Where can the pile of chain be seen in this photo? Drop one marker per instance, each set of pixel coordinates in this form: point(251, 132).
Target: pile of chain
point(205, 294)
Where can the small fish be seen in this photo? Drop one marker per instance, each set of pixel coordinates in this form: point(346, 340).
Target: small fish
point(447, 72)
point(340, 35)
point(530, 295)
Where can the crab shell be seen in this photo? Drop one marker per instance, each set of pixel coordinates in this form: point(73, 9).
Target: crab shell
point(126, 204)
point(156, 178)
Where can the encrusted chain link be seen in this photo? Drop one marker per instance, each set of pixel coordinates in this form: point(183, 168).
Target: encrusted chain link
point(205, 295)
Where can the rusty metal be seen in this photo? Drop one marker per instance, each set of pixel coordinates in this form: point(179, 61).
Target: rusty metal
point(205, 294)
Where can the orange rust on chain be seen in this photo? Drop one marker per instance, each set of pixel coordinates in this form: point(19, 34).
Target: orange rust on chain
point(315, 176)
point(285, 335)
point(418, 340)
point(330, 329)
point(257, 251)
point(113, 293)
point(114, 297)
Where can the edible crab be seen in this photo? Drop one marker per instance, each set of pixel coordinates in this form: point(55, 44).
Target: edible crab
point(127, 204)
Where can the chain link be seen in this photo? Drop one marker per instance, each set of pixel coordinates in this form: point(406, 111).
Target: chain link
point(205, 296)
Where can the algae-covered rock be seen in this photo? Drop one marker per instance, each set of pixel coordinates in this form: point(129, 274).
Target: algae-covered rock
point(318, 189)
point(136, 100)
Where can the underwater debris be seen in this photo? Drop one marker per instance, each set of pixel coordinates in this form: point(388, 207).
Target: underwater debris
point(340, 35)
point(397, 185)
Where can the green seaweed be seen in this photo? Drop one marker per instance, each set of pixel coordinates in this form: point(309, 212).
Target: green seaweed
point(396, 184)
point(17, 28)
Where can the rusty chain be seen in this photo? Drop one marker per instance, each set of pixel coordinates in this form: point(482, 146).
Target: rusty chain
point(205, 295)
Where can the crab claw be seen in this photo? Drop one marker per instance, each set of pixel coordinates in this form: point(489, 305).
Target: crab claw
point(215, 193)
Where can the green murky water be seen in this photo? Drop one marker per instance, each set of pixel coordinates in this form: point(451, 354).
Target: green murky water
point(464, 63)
==
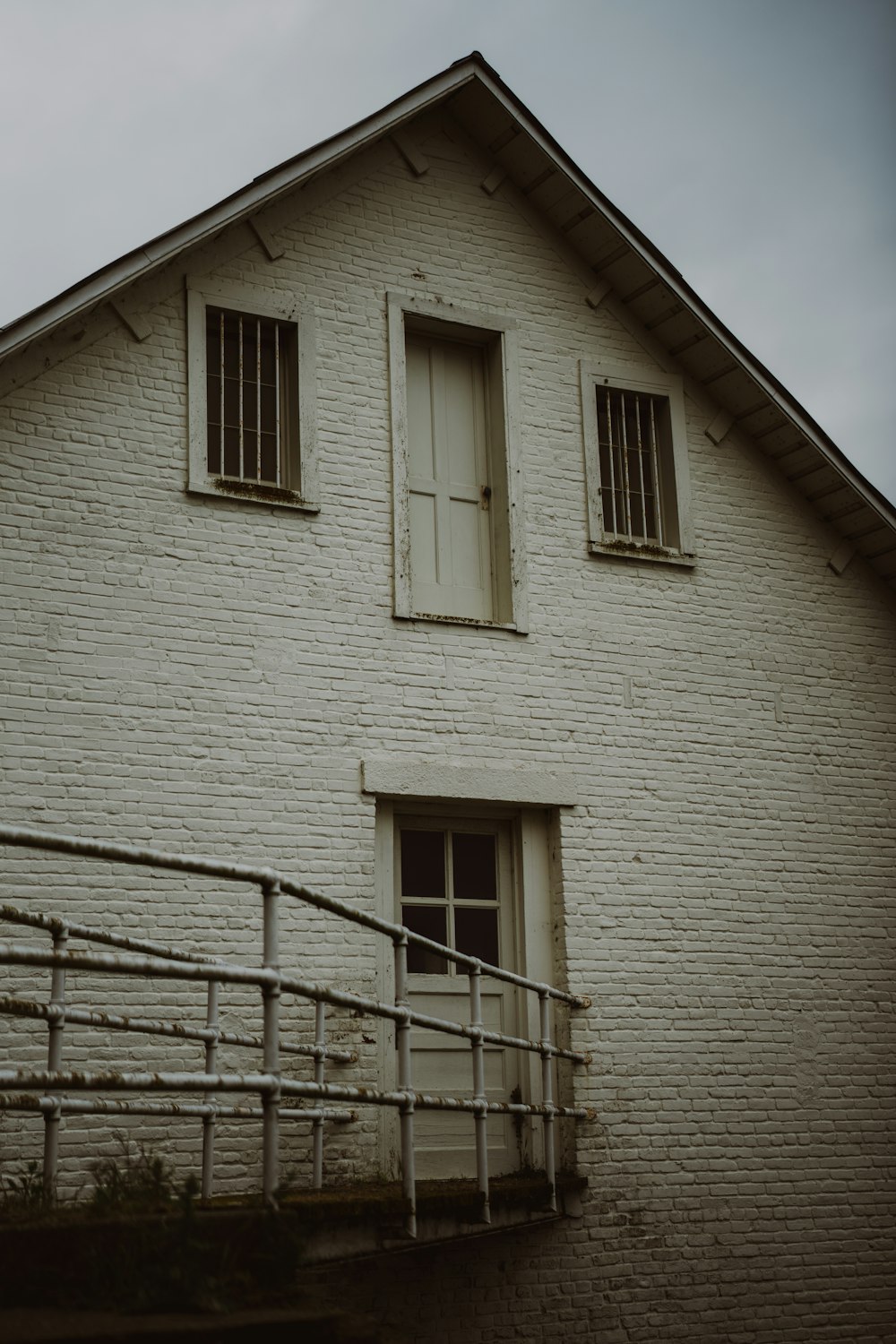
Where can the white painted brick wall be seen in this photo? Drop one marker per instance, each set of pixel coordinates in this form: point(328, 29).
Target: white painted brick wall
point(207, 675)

= Short problem =
Reproduce the rows that begin with the line containing "Where can the crab shell" and continue through the line containing "point(136, 100)", keeping both of those lines.

= Exercise solution =
Where can the crab shell be seen in this photo? Drop one marker per instance, each set of pixel coordinates in this form: point(73, 9).
Target: crab shell
point(126, 204)
point(156, 178)
Where can the encrusted chain link be seen in this photo? Drop one marker per instance, each set of pixel coordinates in this form: point(183, 168).
Target: encrusted chain link
point(205, 295)
Where can the rusty metal be seen in this photo? Drop one marker per instance, each set of pixel coordinates in this form: point(179, 61).
Target: rusty metal
point(205, 294)
Where can the orange rust on chain be seen in this photo? Drop one marker per instance, each set of pixel coordinates in this form: point(19, 34).
Target: orange rust on chain
point(315, 176)
point(285, 335)
point(418, 340)
point(330, 329)
point(257, 251)
point(113, 293)
point(114, 297)
Where can the edible crab be seen in this photo? Drop one marker per instance, each set of pixel coordinates in this form: point(55, 44).
Target: edible crab
point(127, 204)
Where can the chain link be seen in this photo? Drop one marker per instance, each set of pixel coordinates in this form: point(406, 111).
Target: chain link
point(205, 296)
Where can the algae-covered rock be seen in this photo? Drop one marker per instance, each set of pixel coordinates in this form: point(129, 274).
Target: algae-covered rock
point(318, 189)
point(136, 100)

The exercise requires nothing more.